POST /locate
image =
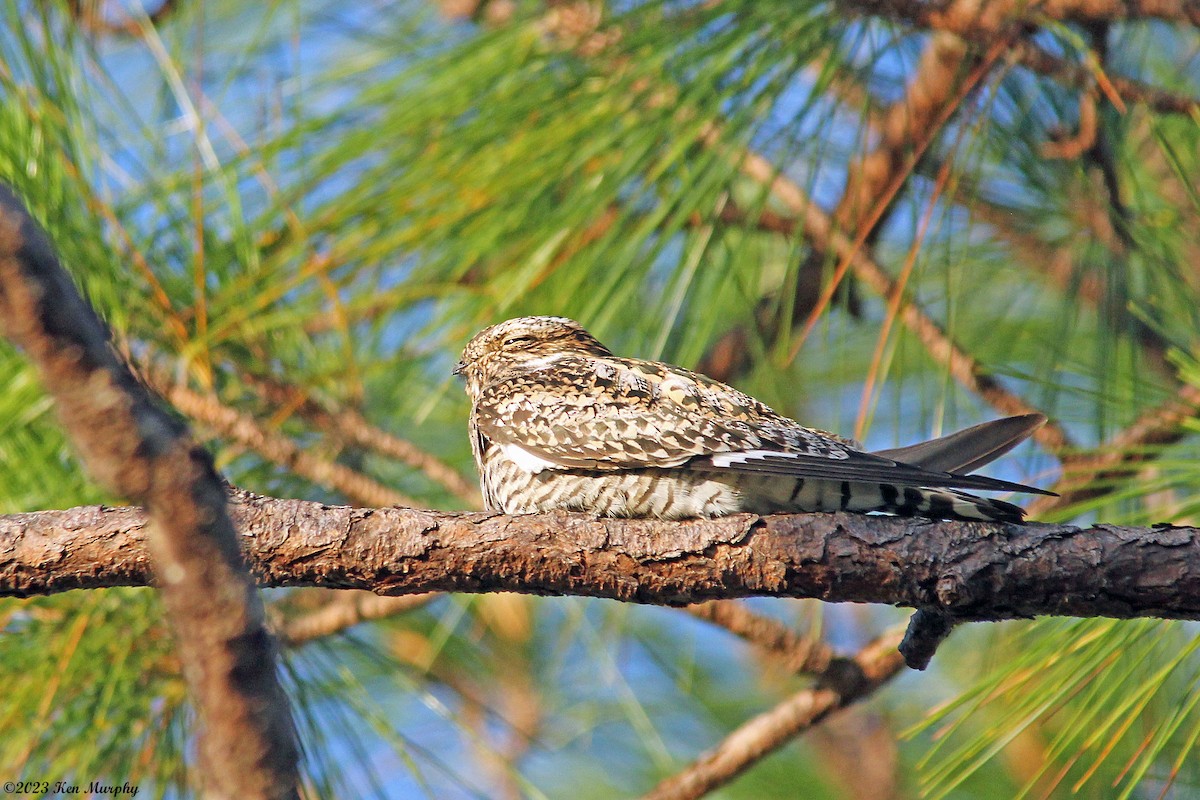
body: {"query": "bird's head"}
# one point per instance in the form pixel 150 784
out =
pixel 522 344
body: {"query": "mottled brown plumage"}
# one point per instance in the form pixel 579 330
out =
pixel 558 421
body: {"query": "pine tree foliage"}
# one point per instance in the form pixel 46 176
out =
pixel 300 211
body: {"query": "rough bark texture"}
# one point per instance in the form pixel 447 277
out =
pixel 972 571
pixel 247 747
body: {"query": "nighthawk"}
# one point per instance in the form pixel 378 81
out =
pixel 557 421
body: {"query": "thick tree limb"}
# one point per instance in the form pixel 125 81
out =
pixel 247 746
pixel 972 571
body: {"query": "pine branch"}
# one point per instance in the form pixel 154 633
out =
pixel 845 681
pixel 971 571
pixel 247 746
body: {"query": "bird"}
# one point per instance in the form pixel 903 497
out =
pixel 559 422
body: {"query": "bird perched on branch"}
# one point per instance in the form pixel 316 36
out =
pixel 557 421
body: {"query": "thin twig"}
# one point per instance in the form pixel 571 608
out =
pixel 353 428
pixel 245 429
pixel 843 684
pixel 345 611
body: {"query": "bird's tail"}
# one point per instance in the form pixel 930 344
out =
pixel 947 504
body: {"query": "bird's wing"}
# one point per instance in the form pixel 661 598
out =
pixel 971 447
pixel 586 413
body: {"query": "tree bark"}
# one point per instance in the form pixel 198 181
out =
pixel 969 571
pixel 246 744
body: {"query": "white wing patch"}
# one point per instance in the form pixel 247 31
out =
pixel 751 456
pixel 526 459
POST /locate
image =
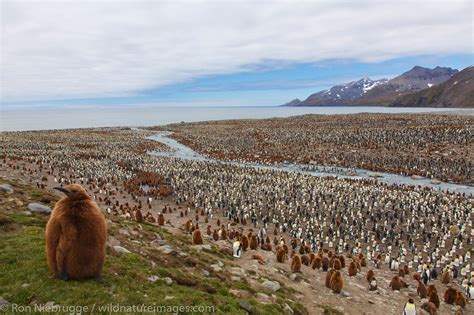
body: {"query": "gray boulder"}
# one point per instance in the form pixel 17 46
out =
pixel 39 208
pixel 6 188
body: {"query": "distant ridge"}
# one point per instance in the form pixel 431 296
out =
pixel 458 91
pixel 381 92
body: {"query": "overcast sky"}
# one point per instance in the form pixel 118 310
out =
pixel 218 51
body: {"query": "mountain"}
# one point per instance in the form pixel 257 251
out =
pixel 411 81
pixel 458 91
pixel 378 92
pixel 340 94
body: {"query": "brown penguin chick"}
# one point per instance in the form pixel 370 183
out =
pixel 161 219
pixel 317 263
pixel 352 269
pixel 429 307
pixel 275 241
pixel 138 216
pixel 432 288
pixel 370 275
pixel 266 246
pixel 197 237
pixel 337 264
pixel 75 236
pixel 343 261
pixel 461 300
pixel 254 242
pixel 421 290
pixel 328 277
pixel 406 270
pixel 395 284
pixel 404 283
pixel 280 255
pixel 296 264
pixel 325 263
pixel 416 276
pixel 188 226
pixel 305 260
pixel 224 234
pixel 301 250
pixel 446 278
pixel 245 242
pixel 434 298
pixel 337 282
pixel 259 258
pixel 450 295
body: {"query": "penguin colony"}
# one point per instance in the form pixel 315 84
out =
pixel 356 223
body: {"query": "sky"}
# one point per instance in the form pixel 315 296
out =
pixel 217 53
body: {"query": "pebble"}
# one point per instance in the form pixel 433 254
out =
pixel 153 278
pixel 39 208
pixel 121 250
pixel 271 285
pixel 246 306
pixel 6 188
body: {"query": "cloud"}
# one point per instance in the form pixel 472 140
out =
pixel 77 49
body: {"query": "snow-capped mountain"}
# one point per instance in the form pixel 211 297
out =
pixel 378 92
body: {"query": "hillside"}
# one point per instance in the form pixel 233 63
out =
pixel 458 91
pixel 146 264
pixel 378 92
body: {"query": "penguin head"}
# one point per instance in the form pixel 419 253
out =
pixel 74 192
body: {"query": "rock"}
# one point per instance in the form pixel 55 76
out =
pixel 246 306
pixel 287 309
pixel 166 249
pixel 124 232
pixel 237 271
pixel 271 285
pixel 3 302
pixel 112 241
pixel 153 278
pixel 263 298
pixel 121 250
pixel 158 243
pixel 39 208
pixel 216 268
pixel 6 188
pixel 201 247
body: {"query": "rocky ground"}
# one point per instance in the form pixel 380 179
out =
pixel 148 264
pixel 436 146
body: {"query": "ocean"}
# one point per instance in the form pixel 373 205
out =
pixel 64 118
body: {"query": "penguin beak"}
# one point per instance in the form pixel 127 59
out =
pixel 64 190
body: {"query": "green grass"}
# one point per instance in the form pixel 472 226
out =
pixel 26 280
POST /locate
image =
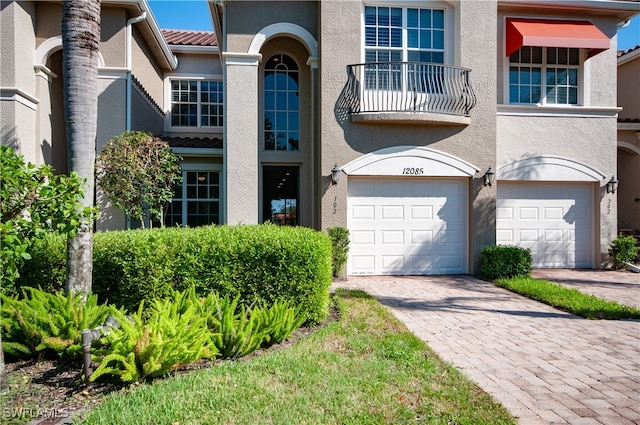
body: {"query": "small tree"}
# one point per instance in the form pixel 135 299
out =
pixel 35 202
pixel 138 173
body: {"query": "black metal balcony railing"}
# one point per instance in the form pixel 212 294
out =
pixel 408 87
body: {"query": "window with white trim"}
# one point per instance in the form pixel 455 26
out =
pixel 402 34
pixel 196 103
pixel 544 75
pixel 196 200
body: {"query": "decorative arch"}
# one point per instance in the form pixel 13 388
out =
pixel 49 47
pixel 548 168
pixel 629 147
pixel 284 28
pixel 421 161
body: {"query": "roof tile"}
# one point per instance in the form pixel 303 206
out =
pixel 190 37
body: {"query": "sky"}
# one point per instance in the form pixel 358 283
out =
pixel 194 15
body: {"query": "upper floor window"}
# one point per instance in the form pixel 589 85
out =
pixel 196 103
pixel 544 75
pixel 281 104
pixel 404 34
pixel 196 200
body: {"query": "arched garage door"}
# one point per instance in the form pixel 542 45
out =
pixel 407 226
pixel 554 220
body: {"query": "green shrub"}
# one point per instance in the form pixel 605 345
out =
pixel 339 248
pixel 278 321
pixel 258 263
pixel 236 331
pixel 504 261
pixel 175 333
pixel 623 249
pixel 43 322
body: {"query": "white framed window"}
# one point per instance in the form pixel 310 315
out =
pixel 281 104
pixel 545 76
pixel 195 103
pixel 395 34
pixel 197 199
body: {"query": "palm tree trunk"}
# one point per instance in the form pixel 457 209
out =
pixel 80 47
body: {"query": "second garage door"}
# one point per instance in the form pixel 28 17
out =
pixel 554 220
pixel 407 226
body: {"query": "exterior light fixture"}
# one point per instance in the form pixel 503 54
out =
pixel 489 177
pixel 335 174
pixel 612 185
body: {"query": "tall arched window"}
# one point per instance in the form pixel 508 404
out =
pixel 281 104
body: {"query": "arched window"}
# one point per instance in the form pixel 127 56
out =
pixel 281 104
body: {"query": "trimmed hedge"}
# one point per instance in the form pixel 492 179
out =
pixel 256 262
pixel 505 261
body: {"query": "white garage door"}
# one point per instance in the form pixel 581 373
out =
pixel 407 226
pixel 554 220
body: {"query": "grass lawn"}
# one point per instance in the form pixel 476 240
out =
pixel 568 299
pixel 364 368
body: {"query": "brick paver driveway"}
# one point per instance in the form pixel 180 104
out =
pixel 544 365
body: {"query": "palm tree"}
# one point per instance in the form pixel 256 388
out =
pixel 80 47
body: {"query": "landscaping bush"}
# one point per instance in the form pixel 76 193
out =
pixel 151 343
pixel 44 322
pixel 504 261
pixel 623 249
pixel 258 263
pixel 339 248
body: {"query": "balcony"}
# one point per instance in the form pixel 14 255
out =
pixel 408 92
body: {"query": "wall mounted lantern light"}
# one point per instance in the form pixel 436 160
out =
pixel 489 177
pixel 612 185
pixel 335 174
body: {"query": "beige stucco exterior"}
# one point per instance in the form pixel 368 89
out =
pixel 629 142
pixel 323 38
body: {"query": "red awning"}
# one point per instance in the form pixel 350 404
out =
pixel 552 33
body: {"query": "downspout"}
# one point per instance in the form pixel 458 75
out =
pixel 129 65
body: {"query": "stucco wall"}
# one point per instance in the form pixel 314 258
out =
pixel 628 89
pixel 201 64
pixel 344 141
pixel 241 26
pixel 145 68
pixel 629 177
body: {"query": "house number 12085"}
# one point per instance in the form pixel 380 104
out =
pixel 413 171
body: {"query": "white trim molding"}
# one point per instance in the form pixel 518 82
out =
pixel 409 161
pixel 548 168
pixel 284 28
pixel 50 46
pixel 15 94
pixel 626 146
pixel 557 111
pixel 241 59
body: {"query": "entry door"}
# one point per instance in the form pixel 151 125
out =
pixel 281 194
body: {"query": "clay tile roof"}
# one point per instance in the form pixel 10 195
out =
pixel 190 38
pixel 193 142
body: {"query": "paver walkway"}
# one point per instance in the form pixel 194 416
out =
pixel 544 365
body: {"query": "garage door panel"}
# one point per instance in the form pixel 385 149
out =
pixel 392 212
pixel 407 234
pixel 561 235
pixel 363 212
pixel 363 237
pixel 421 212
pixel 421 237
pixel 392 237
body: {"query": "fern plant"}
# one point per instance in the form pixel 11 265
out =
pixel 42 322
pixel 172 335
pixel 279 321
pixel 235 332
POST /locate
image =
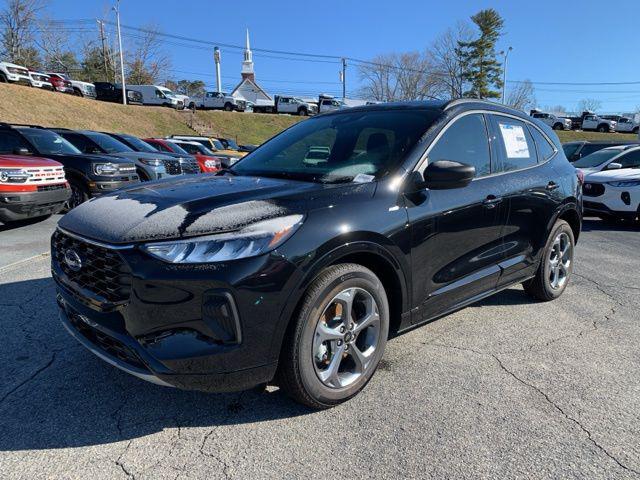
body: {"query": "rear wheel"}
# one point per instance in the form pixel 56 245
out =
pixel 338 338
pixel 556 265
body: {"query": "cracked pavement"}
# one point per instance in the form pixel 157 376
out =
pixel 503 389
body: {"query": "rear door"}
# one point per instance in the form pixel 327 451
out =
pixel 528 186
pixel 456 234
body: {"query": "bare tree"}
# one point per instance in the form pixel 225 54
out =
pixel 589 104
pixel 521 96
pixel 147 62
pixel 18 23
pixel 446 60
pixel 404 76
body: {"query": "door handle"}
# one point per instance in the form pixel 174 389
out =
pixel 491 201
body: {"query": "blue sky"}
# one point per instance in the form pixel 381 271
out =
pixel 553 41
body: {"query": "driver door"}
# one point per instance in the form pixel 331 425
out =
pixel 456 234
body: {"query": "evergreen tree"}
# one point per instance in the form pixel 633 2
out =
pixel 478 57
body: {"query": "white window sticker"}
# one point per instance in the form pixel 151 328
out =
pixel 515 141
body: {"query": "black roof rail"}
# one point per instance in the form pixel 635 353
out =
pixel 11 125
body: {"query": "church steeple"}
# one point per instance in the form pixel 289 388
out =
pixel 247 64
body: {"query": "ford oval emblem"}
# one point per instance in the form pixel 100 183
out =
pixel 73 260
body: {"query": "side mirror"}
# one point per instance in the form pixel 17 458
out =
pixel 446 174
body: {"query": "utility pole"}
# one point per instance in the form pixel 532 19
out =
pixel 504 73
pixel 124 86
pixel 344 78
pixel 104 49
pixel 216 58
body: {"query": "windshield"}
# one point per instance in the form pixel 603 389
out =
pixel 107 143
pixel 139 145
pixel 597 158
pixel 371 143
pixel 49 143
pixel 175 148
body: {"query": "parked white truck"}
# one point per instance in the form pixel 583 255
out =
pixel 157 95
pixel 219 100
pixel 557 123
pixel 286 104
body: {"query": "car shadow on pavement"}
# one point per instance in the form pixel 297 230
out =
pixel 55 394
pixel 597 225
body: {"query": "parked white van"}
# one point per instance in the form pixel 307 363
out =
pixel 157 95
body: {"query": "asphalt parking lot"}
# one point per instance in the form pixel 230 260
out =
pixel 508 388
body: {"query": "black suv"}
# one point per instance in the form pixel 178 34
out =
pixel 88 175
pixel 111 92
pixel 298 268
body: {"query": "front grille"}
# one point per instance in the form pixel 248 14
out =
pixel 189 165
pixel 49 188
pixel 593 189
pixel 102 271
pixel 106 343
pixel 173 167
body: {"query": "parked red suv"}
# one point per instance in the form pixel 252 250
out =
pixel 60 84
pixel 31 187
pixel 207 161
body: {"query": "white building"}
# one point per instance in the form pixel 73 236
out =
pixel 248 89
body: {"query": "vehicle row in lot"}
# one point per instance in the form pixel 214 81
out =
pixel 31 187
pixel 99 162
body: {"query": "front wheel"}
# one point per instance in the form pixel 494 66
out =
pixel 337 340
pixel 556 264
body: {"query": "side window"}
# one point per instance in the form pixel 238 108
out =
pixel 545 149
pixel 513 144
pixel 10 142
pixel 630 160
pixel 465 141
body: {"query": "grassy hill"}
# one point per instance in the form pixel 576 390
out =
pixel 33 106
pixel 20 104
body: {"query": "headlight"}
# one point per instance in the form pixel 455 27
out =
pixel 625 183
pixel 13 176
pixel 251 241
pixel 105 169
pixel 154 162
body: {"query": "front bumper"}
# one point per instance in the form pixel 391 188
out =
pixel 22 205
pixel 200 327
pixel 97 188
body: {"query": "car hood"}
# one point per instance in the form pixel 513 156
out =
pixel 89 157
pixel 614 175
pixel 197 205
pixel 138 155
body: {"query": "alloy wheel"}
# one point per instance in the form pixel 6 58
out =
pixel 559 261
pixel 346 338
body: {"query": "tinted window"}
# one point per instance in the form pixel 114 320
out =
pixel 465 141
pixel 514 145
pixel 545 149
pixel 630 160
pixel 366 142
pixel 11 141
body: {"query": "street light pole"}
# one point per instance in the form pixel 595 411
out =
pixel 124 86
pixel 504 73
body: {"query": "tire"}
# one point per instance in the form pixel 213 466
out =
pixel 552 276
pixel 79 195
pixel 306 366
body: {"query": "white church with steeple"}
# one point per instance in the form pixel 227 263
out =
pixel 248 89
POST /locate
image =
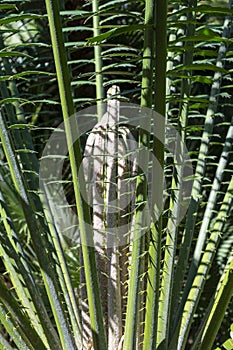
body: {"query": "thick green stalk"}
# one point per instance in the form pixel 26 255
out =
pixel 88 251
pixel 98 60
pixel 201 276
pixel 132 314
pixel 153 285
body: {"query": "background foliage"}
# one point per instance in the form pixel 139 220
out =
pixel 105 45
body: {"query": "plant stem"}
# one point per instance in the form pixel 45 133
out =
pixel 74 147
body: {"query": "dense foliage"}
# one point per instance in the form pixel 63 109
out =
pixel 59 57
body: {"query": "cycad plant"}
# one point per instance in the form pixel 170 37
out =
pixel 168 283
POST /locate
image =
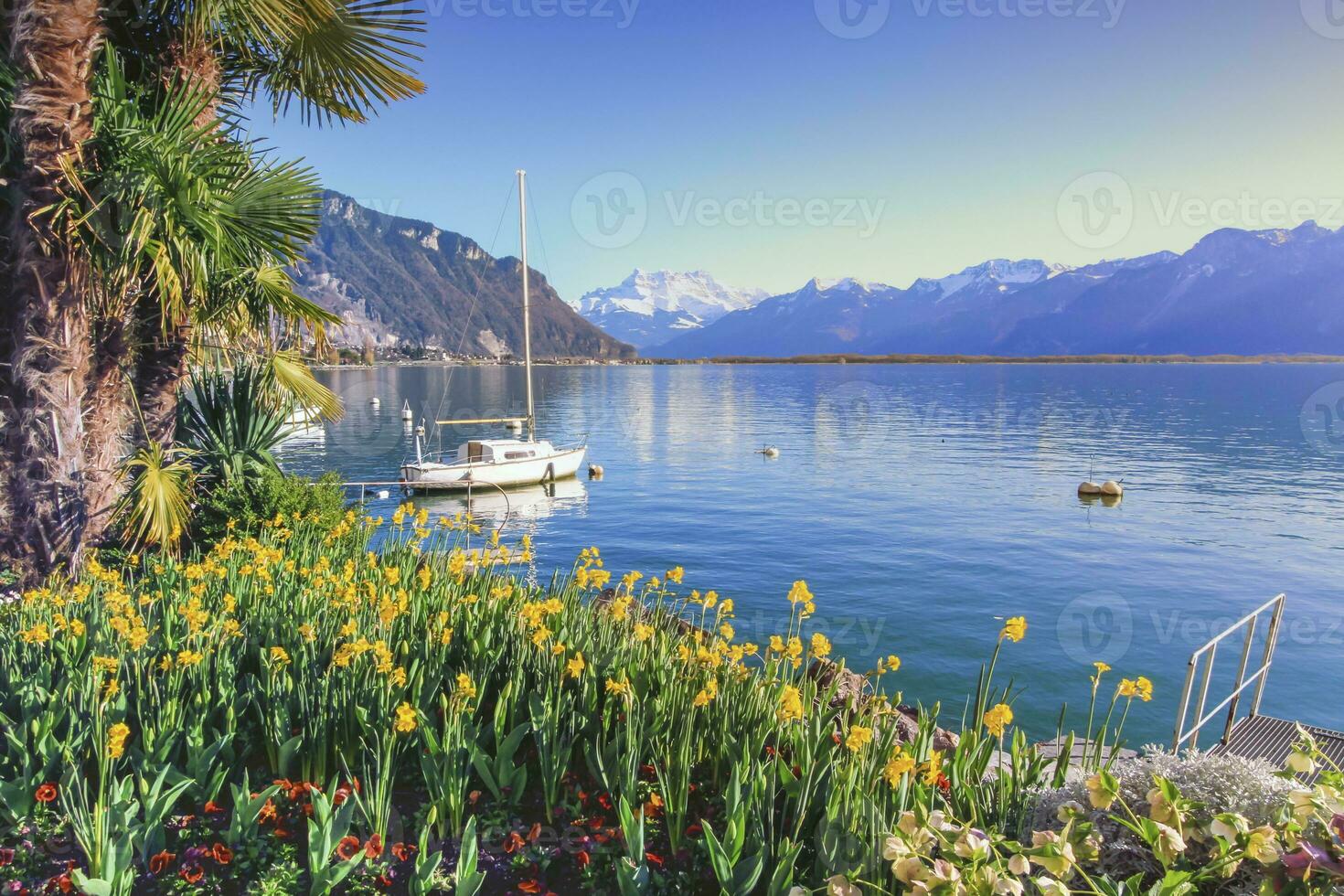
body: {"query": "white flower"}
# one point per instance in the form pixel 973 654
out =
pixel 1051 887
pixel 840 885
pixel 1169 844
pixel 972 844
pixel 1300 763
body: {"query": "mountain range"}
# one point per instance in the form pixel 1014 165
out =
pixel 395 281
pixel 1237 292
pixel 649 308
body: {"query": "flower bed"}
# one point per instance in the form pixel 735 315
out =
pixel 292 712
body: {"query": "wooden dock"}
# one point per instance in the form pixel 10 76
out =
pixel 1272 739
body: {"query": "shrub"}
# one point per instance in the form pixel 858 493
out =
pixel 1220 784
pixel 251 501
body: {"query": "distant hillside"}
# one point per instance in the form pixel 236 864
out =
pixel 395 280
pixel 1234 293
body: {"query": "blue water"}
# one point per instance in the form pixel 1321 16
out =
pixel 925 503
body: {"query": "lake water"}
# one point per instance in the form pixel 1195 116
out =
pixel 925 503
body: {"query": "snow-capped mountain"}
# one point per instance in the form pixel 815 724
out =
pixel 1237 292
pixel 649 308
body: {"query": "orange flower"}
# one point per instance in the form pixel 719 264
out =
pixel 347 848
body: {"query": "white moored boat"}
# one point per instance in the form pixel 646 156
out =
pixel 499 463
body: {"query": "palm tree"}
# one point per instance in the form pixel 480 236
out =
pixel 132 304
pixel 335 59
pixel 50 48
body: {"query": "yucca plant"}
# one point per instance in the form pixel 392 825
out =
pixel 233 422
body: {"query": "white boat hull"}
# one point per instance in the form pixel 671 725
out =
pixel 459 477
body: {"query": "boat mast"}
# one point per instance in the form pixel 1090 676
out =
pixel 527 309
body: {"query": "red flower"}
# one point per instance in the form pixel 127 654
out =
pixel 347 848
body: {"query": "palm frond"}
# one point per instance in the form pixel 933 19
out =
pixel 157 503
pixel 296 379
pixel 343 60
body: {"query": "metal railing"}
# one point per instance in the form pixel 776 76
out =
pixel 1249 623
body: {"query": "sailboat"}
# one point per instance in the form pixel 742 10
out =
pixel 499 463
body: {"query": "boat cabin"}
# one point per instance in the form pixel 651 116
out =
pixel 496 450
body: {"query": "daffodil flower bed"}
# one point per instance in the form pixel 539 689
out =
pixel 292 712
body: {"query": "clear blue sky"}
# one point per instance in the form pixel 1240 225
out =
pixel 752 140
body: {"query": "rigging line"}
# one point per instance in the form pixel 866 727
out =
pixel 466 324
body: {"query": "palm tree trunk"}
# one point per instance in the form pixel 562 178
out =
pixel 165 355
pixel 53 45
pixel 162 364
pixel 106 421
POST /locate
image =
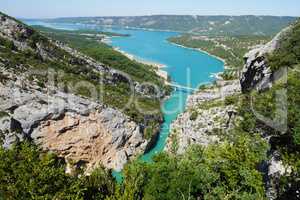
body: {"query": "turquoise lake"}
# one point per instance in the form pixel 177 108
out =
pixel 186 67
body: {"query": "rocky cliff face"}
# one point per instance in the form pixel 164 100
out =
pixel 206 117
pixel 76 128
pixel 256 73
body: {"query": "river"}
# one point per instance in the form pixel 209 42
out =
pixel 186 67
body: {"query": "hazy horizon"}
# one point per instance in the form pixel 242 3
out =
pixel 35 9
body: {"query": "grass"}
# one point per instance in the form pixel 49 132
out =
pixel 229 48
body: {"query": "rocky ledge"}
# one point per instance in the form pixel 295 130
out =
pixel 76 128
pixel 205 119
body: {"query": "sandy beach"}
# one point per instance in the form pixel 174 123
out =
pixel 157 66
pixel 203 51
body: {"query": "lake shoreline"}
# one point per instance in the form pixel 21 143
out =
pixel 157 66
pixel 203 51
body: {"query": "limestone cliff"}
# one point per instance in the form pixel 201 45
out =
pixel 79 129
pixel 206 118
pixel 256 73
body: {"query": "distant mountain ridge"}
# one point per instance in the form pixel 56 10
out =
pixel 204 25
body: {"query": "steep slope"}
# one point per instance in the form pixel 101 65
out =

+++

> What this task involves
Count the lines in the items above that contain the string "cliff", treating uppercase and lowercase as different, and reply with only that number.

> Finished exercise
2